**Text segment**

With the continuous advancement of deep learning technology, significant strides have been made in the field of wildlife conservation. For instance, Schindler and Steinhage [41] developed a new MOT and Segmentation (MOTS) pipeline named SWIFT, which generates precise instance masks through a refinement process. This pipeline incorporates multiple filtering steps to effectively track and monitor wildlife populations. To further enhance the monitoring capabilities for wildlife, Cunha et al. [42] proposed a simple yet effective framework that employs multi-branch methods to improve the recognition of tail categories within the long-tail camera trap dataset, thus minimizing the performance loss in head categories. These algorithms enable a more accurate understanding of the distribution, abundance, and behavioral patterns of wild animals by enhancing detection accuracy. However, the monitoring range is limited, and it is restricted to video data that does not necessitate real-time analysis.

The current research focus is on utilizing drones combined with deep learning methods for real-time wildlife monitoring. Chen et al. [43] developed YOLO-SAG, an enhanced wildlife detection algorithm based on YOLOv8, designed to optimize the accuracy and speed of wildlife monitoring activities. This technology addresses challenges such as complex outdoor environments and diverse animal body types, which typically hinder detection accuracy. Roy et al. [44] introduced WilDect YOLO, an algorithm for the accurate automatic identification and localization of endangered animal populations. However, these methods still struggle to dynamically respond to movements within wild animal populations. Effective protection requires accurately capturing population dynamics [45,46], necessitating the development of precise and effective monitoring strategies.

**Given information**
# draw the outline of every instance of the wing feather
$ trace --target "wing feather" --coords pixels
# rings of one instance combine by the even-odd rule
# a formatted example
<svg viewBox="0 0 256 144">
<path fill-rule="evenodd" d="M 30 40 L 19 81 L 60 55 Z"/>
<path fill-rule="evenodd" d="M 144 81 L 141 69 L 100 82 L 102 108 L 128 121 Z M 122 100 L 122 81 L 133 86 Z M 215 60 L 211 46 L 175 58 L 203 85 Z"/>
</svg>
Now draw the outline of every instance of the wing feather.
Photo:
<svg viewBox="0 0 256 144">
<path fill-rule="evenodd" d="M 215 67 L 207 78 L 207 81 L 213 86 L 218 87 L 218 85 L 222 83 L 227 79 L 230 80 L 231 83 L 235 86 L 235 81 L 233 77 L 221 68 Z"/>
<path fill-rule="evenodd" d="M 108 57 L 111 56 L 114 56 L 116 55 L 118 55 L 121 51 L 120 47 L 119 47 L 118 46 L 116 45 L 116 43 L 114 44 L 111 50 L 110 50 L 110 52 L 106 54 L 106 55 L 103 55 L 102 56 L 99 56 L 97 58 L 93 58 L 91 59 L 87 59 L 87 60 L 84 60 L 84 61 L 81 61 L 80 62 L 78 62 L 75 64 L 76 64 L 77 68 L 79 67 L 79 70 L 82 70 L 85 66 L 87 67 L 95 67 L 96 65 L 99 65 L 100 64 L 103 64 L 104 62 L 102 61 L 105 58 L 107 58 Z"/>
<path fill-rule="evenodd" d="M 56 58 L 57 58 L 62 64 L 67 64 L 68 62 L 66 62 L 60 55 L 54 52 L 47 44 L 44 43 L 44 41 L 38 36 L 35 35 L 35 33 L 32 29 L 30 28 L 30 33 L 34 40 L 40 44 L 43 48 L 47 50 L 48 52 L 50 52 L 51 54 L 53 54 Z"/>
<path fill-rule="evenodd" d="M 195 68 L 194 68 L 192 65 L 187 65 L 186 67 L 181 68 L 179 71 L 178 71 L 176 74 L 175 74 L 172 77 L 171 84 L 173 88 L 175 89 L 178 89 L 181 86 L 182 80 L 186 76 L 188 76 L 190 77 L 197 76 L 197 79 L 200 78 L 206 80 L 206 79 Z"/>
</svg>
* * *
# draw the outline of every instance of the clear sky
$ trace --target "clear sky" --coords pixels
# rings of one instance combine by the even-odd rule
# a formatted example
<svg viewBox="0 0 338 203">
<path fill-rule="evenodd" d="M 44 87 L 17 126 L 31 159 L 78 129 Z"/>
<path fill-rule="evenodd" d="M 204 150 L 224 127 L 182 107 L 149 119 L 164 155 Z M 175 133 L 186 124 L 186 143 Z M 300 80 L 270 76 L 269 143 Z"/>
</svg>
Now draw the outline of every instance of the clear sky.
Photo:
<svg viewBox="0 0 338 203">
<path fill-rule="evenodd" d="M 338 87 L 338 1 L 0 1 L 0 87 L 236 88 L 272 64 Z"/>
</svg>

**Instruction 1**
In the wildlife monitoring text, which YOLO version is YOLO-SAG based on?
**Instruction 2**
List every researcher surname cited in the wildlife monitoring text.

**Expected output 1**
YOLOv8

**Expected output 2**
Schindler, Steinhage, Cunha, Chen, Roy